* BEGIN *

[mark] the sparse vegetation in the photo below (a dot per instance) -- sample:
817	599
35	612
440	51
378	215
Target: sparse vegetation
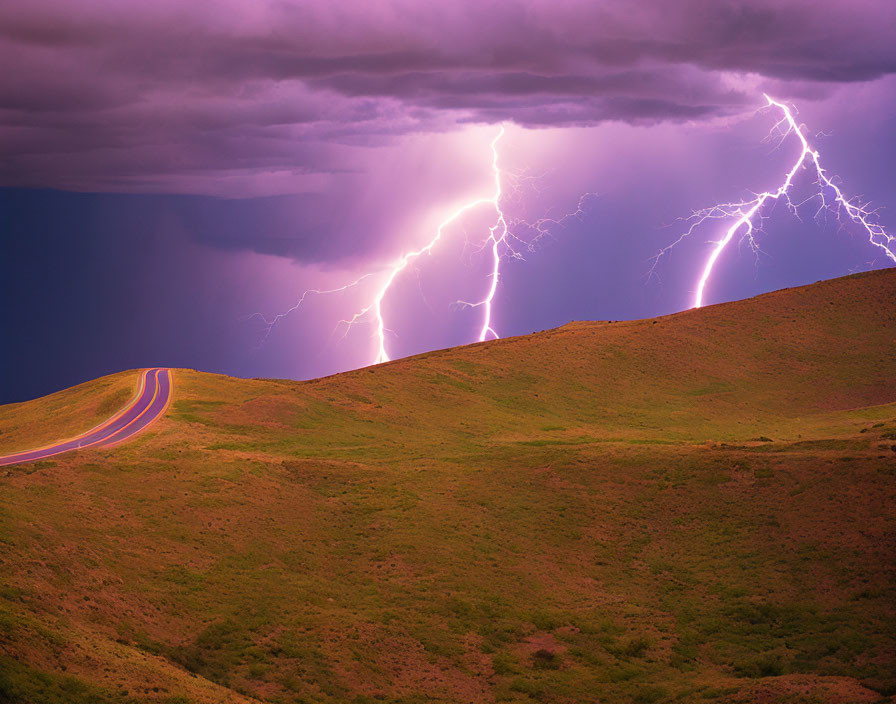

* END *

__Your instructions__: Rewrite all the entries above with "sparse vegetation" changed to "scattered shrubs" everywhere and nothing else altered, and omit the pictures.

__Exercise answer__:
[mark] the scattered shrubs in the photo below (a dot per instance) -- sample:
817	599
35	612
440	51
378	215
Target: scattered shrubs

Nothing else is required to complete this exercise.